Task directions: Write out all the entries again, replacing "Drop a marker" with "Place a pin" everywhere and changing nothing else. Leave the pictures out of your answer.

Excerpts from point annotation data
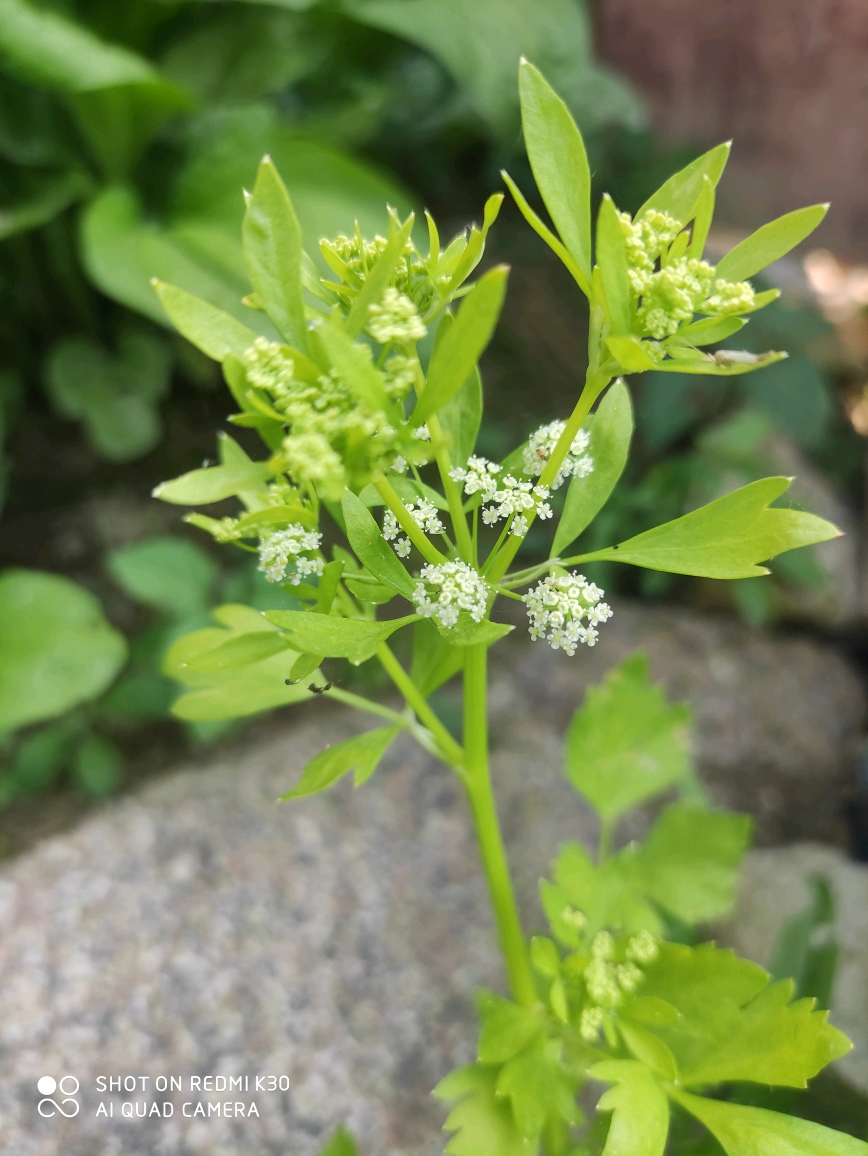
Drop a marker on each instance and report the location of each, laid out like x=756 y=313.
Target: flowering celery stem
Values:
x=481 y=798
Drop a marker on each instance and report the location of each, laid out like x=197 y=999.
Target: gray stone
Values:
x=774 y=887
x=197 y=928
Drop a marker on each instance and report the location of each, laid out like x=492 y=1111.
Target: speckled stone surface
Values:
x=197 y=928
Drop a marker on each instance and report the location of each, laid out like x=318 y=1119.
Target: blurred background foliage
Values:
x=127 y=131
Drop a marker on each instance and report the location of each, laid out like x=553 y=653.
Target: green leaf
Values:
x=318 y=634
x=770 y=243
x=201 y=487
x=640 y=1120
x=683 y=192
x=378 y=278
x=454 y=357
x=746 y=1131
x=559 y=164
x=689 y=862
x=273 y=247
x=208 y=328
x=727 y=538
x=56 y=647
x=611 y=260
x=627 y=743
x=169 y=573
x=362 y=751
x=460 y=420
x=370 y=547
x=610 y=431
x=482 y=1120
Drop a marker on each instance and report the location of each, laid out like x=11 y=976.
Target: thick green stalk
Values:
x=488 y=828
x=452 y=753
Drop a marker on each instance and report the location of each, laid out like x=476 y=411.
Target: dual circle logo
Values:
x=67 y=1106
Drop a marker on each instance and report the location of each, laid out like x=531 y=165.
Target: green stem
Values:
x=406 y=521
x=488 y=828
x=452 y=753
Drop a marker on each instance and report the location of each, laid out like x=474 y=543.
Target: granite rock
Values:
x=195 y=928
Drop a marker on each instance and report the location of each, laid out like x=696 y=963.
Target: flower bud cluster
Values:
x=541 y=446
x=425 y=516
x=557 y=608
x=394 y=319
x=457 y=587
x=295 y=545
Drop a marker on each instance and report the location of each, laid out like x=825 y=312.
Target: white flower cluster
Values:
x=558 y=605
x=607 y=982
x=541 y=445
x=423 y=513
x=295 y=545
x=457 y=587
x=394 y=319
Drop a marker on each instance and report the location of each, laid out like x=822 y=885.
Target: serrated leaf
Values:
x=640 y=1120
x=559 y=164
x=610 y=430
x=611 y=261
x=625 y=743
x=770 y=243
x=726 y=538
x=455 y=357
x=273 y=247
x=689 y=862
x=370 y=547
x=216 y=333
x=319 y=634
x=362 y=753
x=680 y=195
x=746 y=1131
x=482 y=1121
x=201 y=487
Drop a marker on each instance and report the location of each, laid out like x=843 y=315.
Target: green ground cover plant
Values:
x=373 y=513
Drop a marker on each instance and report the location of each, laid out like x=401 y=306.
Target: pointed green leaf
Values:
x=378 y=279
x=319 y=634
x=610 y=430
x=370 y=547
x=625 y=743
x=611 y=259
x=207 y=327
x=727 y=538
x=770 y=243
x=746 y=1131
x=362 y=751
x=455 y=357
x=559 y=164
x=640 y=1120
x=273 y=247
x=201 y=487
x=681 y=194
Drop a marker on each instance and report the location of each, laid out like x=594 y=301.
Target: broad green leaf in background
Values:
x=201 y=487
x=640 y=1120
x=168 y=573
x=370 y=547
x=273 y=247
x=455 y=356
x=611 y=261
x=770 y=243
x=363 y=753
x=56 y=647
x=319 y=634
x=610 y=431
x=725 y=539
x=682 y=194
x=559 y=164
x=625 y=743
x=746 y=1131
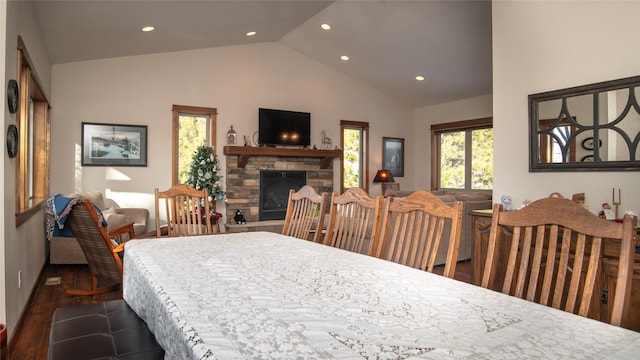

Solved exercise:
Place a pin on each instance and report the location of each, laid out like x=756 y=313.
Target: flowering celery stem
Values:
x=481 y=798
Place a pin on each instance and report the location of each, laid out like x=197 y=999.
Target: gray stone
Values:
x=774 y=887
x=197 y=928
Place a pin on each instance and report the location of each, laid out like x=492 y=1111.
Target: speckled stone surface
Values:
x=197 y=928
Place a pin on each instance and report the location of each, laid out like x=318 y=1119.
Target: blurred background foliage
Values:
x=127 y=131
Place a pin on each instance and report the location of each, laid out like x=553 y=653.
Target: green leaf
Values:
x=318 y=634
x=770 y=243
x=201 y=487
x=640 y=1120
x=683 y=192
x=378 y=278
x=454 y=357
x=746 y=1131
x=559 y=164
x=689 y=862
x=273 y=247
x=208 y=328
x=727 y=538
x=56 y=647
x=611 y=260
x=627 y=743
x=169 y=573
x=362 y=751
x=460 y=420
x=370 y=547
x=610 y=431
x=482 y=1120
Place a pin on each instance and report the location of each, laid out like x=11 y=976.
Target: thick green stalk
Values:
x=488 y=828
x=452 y=753
Place a pin on each instance and report the location of each, laid out like x=476 y=411.
Target: dual circle logo
Values:
x=67 y=1106
Place a pin on each instance and report the location of each, laid out like x=531 y=165.
Target: green stem
Values:
x=406 y=521
x=488 y=828
x=452 y=753
Place a pin on each instance and report the location of each, laid out like x=474 y=543.
Target: granite rock
Values:
x=195 y=928
Place a pin on each instance and report the location of each, laid out like x=696 y=963.
Target: flower bud cluster
Values:
x=541 y=446
x=425 y=516
x=557 y=608
x=394 y=319
x=457 y=587
x=295 y=545
Place a pin on each instance and report the location of each, laid out like x=825 y=312.
Target: white flower cluster
Values:
x=558 y=605
x=607 y=982
x=541 y=445
x=423 y=513
x=295 y=545
x=457 y=587
x=394 y=319
Place a pin on each instance and report the location of each, laid out like x=822 y=885.
Target: serrated leaf
Values:
x=640 y=1120
x=559 y=164
x=610 y=430
x=611 y=261
x=625 y=743
x=770 y=243
x=726 y=538
x=455 y=357
x=273 y=247
x=689 y=862
x=370 y=547
x=216 y=333
x=319 y=634
x=362 y=753
x=680 y=195
x=746 y=1131
x=482 y=1121
x=201 y=487
Place a pin on each instance and report the location of each, laid out like x=843 y=315.
Target: green ground cover plant
Values:
x=373 y=513
Place a pin on each instance and report the location of each, laid out like x=401 y=306.
Target: pointed green leaf
Values:
x=378 y=279
x=319 y=634
x=610 y=430
x=370 y=547
x=625 y=743
x=611 y=259
x=207 y=327
x=727 y=538
x=770 y=243
x=746 y=1131
x=362 y=751
x=455 y=357
x=559 y=164
x=640 y=1120
x=273 y=247
x=201 y=487
x=681 y=194
Place a pin on each instance and report the location of each, laid out like x=594 y=301.
Target: broad green leaf in background
Values:
x=201 y=487
x=640 y=1120
x=168 y=573
x=370 y=547
x=273 y=247
x=455 y=356
x=611 y=261
x=770 y=243
x=363 y=753
x=56 y=647
x=319 y=634
x=610 y=431
x=725 y=539
x=682 y=194
x=559 y=164
x=625 y=743
x=746 y=1131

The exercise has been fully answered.